Text block =
════════════════
I received a call that Paul was returning to Salt Lake City to check our progress. We scraped the candy and glue off the dining room floor and invited Chad and Paul to stay for breakfast. 
Over beehive bread and Newell’s favorite breakfast casserole, I asked if Macy’s could carry a few more “modest” clothes for girls and young women. Chad told us of their policy of allowing stores to select up to 20% of their merchandise – (Note to Moms: Tell the store managers what you would like to see in the stores) and that they are selling skirts and will be carrying lines of clothing suitable for sister missionaries. I also inquired whether Macy’s might display art from local artists and students. Paul said they already do in New York and that Chad could accept art at the City Creek store. Chad quickly had ideas for suitable exhibit areas and would start to take proposals soon. We wished them well as we all headed out to work and school.

Macy’s came and moved the ball back to the store where we would complete the project with additional volunteers.We were so lucky to meet the most amazing artists and their helpers; Abigail and Jeff, Jacob and his family and friends. I loved getting to know them and cheering each others’ progress as we worked the many long hours required to complete our projects. 

Jacob’s design  
We left just before the deadline to drive to St. George to wish my dad, Larry Layton, a happy 80th birthday and give Tim a chance to say goodbye before he leaves for two years.

Then with the clock ticking away, we jumped back in to meet the deadline. Kevin and Gary, the visual managers from University and Cottonwood Macy’s; Wendy, the manager at City Creek, Matt, Nicole and the others were so gracious, helpful and wonderful, I felt like an art princess.The windows were painted, our names were added, the backdrops were set up and local television stations and newspapers began to cover the events. It may have been the fumes, but Tim and I agreed that the whole thing had been “surreal.”


The special night arrived. Thursday, November 21st at 6 p.m., amid throngs of excited children and candy art connoisseurs, we unveiled the windows 

Artists enjoy the thrill of connecting with their audience, to see the joy in their eyes. Tim commented on how much he enjoyed all the positive energy. He was a candy rock star. (Rock candy star?) There’s something magical about having your art displayed for others to enjoy.

So as Tim finishes his preparations to leave for the Mission Training Center on December 18th and Birmingham, Alabama; I hope he’ll carry with him the memory of our big adventure and the unusual way the McMurtrys wished our grandchildren,the children, families and guests of Salt Lake City 

A Very Merry Christmas!
════════════════
Data lines =

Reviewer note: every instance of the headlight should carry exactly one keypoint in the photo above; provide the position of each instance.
════════════════
Given problem = Please write what comes next in the account of the Macy's candy windows, starting after its final line.

Final answer =
Special Thanks:
Newell for putting up with all of this and gluing itty bitty little things to a large sphere. And not being a Grinch and having a good Christmas spirit.

Tim, Nicki, Brianne, Cappy, Jordan and Morgan for your help. 
We would not have finished this successfully without you; big hugs!

For allowing me to participate in your holiday window project and  
giving me a job last Christmas so I could visit my soldier son on the other side of the country. Three deployments in six years=not many Christmases together.

Heavenly Father
For Jesus, Christmas and everything. 

  Here’s what the newspapers and television had to say: 

I received a call from Macy’s West Coast office in San Francisco inviting me to be interviewed for a local news story:





The symbolism of the design for those seeking deeper meaning: 

 The winking Santa is the predominant subject. He is based on 1950’s graphic art images of Santa. Dressed in traditional red garb, he holds a garland of blocks that spell MERRY – a reference to my best friend Mary Cowan. On his shoulders is a bag of toys which each have a meaning:

1. Raggedy Ann – my favorite doll from childhood. I loved the stories and my grandmother Mimee used her printed heart to teach me to spell I Love You. I made Raggedy Anns for my two girls and granddaughters.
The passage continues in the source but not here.